If a line in the following entries contains the string "umbrella", it counts toward the total; report only that total.

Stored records
◆ ◆ ◆ ◆

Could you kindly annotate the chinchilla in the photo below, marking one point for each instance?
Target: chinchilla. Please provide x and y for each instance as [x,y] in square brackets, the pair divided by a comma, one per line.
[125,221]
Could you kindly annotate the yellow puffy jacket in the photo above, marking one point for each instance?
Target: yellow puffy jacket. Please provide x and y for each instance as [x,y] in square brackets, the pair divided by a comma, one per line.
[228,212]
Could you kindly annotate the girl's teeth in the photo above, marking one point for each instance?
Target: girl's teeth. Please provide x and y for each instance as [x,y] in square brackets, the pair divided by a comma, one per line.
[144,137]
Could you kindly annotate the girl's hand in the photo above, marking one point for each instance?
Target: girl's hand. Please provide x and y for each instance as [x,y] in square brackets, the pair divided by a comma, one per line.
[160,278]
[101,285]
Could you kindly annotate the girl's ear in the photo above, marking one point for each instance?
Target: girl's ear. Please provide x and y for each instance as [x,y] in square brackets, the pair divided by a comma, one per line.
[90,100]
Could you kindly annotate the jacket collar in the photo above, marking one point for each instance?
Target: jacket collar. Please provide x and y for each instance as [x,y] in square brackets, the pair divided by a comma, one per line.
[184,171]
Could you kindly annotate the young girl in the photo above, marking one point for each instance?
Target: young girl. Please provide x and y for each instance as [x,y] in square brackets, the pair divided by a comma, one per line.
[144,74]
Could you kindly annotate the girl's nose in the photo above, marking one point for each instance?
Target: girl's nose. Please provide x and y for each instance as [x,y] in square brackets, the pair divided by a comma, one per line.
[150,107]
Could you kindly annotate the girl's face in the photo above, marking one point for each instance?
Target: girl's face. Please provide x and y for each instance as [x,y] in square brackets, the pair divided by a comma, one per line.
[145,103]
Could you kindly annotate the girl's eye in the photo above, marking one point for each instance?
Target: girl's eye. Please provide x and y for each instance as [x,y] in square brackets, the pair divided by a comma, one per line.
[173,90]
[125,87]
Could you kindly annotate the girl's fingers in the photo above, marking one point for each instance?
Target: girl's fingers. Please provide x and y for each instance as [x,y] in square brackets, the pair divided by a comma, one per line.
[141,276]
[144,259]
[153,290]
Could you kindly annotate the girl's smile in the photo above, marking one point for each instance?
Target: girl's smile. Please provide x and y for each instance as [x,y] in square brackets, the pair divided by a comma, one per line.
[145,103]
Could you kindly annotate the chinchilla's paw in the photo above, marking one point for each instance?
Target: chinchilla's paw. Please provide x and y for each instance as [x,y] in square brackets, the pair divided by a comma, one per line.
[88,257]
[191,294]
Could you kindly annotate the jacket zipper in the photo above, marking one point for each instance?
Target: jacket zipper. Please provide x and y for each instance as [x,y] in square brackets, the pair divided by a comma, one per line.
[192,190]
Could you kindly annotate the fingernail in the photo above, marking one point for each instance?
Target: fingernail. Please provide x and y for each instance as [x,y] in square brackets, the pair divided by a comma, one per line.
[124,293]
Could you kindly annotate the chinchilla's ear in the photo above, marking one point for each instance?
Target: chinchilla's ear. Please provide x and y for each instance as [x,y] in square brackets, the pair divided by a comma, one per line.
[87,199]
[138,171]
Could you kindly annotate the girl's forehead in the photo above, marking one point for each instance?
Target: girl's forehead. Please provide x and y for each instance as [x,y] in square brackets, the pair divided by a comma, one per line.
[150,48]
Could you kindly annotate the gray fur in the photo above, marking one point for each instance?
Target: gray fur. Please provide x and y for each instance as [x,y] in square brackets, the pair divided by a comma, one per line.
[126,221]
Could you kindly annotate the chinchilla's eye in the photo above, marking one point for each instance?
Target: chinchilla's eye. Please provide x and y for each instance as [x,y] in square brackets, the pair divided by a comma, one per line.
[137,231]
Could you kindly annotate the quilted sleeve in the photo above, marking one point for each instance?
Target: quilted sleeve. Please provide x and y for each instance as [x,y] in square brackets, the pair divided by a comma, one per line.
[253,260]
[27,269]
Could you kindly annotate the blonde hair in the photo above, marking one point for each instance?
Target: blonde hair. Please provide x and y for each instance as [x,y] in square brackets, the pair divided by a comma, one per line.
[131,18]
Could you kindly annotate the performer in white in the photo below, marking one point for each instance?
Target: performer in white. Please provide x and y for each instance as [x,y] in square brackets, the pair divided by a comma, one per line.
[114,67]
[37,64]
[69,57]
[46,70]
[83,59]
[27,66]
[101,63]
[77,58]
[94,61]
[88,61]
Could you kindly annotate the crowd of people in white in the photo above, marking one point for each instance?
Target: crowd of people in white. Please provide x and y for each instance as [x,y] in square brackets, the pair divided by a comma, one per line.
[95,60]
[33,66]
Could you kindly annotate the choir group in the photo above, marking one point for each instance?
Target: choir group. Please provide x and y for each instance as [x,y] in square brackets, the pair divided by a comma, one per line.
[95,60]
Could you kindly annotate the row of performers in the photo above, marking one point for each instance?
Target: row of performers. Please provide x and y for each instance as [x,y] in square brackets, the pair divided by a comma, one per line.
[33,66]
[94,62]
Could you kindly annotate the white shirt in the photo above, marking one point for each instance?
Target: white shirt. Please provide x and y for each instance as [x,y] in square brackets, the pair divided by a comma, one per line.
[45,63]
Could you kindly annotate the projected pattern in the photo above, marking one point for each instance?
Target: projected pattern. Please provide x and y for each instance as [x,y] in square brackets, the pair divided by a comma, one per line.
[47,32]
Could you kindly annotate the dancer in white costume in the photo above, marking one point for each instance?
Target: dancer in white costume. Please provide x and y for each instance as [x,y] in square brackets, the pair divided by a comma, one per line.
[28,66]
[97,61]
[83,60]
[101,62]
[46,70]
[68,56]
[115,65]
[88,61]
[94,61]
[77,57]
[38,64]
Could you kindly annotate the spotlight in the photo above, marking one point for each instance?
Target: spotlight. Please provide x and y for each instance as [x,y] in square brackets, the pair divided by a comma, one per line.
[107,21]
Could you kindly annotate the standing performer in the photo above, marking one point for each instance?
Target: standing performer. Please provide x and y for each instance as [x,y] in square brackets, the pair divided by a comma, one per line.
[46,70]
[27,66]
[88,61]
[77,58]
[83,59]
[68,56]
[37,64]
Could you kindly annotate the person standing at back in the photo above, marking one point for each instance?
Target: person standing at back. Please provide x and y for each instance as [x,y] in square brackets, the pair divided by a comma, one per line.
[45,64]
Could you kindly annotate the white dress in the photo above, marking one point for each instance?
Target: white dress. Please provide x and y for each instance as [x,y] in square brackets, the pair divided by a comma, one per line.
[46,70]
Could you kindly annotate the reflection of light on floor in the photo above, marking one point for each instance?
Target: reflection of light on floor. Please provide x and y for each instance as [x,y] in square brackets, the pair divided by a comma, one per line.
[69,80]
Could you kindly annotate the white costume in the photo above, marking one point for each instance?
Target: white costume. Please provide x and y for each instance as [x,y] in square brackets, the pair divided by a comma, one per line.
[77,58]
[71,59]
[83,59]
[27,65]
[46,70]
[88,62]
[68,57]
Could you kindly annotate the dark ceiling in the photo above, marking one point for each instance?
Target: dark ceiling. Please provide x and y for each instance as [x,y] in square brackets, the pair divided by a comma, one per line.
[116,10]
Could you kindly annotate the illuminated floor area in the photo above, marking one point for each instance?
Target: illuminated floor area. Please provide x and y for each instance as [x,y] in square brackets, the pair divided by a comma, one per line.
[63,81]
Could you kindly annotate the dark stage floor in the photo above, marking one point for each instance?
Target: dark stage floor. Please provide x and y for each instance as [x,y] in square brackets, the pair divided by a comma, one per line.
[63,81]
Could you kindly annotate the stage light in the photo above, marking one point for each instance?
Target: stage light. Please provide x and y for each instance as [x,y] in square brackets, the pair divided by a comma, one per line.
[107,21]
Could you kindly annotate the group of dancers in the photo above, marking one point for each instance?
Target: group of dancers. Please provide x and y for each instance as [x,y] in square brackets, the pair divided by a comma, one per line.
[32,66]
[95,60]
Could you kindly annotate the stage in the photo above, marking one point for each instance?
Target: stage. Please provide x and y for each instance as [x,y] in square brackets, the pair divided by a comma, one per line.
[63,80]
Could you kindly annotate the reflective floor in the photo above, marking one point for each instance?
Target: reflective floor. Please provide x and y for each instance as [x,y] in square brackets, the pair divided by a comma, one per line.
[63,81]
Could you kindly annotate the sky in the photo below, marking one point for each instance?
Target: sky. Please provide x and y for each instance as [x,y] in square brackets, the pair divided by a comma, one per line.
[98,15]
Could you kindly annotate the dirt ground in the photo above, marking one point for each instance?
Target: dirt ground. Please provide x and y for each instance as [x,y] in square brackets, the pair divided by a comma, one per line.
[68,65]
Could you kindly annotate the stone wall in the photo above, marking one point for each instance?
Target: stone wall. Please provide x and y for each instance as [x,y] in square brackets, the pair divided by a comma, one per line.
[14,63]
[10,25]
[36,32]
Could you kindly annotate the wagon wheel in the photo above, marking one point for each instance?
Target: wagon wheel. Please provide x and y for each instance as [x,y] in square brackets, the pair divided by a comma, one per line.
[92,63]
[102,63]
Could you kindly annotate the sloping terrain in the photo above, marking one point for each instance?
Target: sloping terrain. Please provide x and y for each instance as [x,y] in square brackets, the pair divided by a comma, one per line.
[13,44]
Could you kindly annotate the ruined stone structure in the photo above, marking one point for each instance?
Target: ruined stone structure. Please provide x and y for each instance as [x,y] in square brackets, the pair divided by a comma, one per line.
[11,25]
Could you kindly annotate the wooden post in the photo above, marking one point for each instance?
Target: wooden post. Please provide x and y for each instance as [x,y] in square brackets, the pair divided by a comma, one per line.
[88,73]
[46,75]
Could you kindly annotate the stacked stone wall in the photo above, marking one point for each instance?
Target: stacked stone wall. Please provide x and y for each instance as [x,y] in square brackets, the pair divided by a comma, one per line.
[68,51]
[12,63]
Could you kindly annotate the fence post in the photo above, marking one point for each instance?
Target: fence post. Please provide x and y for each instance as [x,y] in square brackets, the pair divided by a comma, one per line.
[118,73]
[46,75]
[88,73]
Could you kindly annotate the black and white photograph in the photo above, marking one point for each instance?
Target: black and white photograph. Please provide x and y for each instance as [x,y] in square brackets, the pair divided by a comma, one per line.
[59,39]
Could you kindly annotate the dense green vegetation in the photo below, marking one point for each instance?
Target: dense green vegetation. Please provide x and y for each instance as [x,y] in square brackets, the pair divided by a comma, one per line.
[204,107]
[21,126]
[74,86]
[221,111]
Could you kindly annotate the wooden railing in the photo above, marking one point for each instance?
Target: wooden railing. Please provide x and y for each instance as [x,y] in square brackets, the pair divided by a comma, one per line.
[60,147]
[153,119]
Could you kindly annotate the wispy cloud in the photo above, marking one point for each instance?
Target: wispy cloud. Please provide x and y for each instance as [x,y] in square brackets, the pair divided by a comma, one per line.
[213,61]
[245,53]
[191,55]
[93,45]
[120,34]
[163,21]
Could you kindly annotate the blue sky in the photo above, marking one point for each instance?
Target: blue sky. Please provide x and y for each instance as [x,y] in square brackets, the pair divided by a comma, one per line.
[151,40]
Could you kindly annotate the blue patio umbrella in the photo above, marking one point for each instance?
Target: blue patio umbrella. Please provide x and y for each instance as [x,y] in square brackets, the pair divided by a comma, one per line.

◆ ◆ ◆ ◆

Exercise result: 2